## Source material
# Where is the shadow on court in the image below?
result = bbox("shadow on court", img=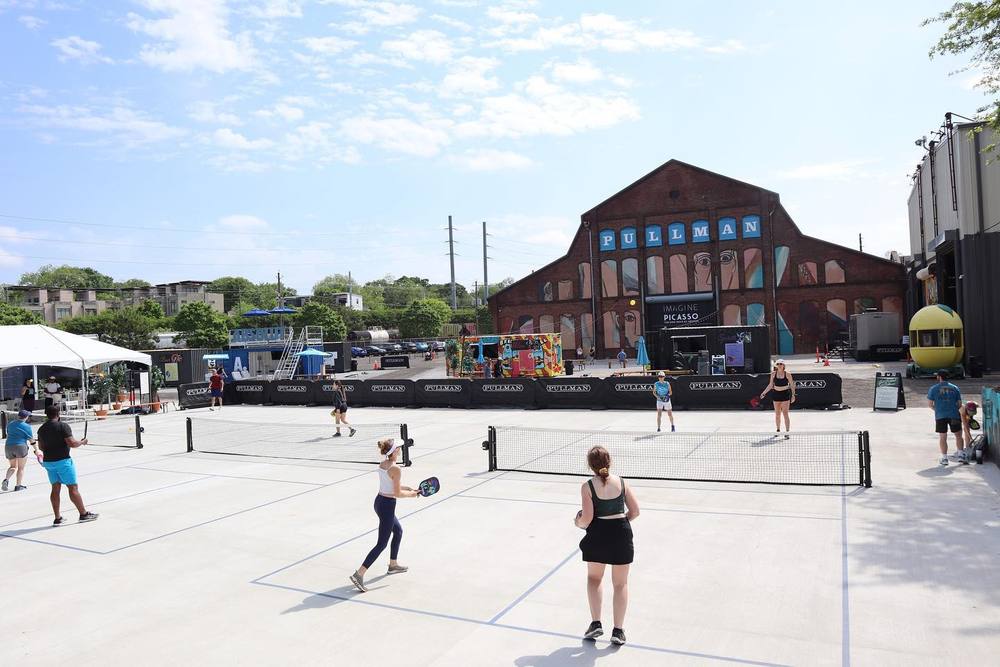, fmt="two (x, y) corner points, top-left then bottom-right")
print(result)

--

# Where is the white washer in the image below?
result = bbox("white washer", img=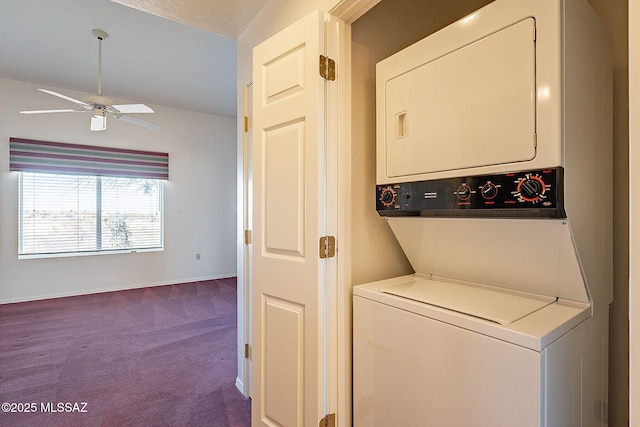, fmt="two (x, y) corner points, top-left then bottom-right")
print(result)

## Your task
Please state how many lines of the data above contain the string "below", counting uppercase and lowercase as different, and reply with the number alone.

## Answer to the problem
2